== REQUIRED TASK 1 ==
In the forum thread below about "it's time I were," what year is the COHA example of "it's time he were" dated?
== REQUIRED TASK 2 ==
Name every corpus mentioned in the forum thread below about "it's time I were."
== REQUIRED TASK 3 ==
Extend the forum thread below about "it's time I were" by writing the next post after its final one.

== TEXT SHOWN ==
>> begin

Interesting (not really!) that none of the corpuses (BNC, COCA, COHA) record anyone saying (or writing) "it's time I were".


----------



## panjandrum

Thomas Veil said:


> That would be my preference.  But between "It's time I was in bed" and "It's time I were in bed", I prefer the latter.  And I'm American.
> ...


Interesting.

Regardless of the opinions of the theoreticians on this point, the normal BE form is "It's time I was in bed."
I don't believe I have ever heard "It's time I were ..." or "It's time he were...".
___________________________________



e2efour said:


> Interesting (not really!) that none of the corpuses (BNC, COCA|, COHA) record anyone saying (or writing) "it's time I were".


Almost likewise for "it's time he were".
I found one, in COHA, dated 1894.
 Well, then, my good fellow, *it**'s* *time* *he* *were* up.
I found one of "it's time she were" in COHA, dated 1996.
 *It**'s* *time* *she* *were* wed, she thought.

_________________________________________


Let's do the high-risk Google check 
"It's time I were" ... ... 23 results.
"It's time he were" ... ... 18 results.
"It's time she were" ... ... 5 results.

I think I am convinced that this form is not naturally used in any variety of English.

>> end

== STORED ROWS ==

>> begin

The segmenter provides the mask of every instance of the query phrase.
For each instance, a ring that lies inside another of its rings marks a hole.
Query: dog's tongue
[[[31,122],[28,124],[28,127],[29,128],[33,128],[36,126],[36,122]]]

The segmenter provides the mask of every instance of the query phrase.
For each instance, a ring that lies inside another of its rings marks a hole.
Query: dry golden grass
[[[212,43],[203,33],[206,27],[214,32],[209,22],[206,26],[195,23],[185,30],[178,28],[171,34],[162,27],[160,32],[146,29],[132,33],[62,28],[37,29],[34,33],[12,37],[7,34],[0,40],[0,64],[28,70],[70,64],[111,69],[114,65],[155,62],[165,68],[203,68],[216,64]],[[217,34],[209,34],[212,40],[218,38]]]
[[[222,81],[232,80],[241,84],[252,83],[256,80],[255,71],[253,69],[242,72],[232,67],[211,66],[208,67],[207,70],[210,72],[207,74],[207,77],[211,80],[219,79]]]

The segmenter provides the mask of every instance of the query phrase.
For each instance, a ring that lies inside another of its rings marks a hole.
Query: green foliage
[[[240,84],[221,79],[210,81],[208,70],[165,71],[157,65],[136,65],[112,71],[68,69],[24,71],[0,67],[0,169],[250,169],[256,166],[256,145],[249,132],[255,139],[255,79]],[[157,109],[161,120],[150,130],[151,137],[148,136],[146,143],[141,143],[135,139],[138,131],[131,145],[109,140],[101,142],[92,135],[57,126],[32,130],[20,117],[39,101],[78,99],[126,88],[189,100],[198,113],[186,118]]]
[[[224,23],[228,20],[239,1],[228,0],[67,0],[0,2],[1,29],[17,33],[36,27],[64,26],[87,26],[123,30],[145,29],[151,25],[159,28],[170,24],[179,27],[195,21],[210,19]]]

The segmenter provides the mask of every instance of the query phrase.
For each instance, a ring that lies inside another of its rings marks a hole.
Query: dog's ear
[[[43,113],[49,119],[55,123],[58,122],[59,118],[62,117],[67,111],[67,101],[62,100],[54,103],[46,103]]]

>> end

== RESULT 1 ==
1894

== RESULT 2 ==
BNC, COCA, COHA

== RESULT 3 ==
----------



## newname

My favourite grammar book, A Practical English Grammar 4th by A J Thompson and A V Martinet reads

It's time subject + past subjunctive
But
It is time + I/he/she/it CANNOT be followed by *were*
 It's time I was going
 It's time I were going


----------



## sergio11

newname said:


> My favourite grammar book, A Practical English Grammar 4th by A J Thompson and A V Martinet reads
> 
> It's time subject + past subjunctive
> But
> It is time + I/he/she/it CANNOT be followed by *were*
> It's time I was going
> It's time I were going


This shows that the rule is to use the past subjunctive, and that the verb to be is a special case.  You cannot make a general rule based on one irregular case. 

The confusion stems from the fact that, in English, the past subjunctive and the past indicative have identical morphologies, and people think they are using one when they are using the other. 

So yes, you are right in that you cannot say "it's time I were..." or "it's time she were...," but as the Thompson and Martinet grammar points out, that is a special case, and with all other verbs the subjunctive is used.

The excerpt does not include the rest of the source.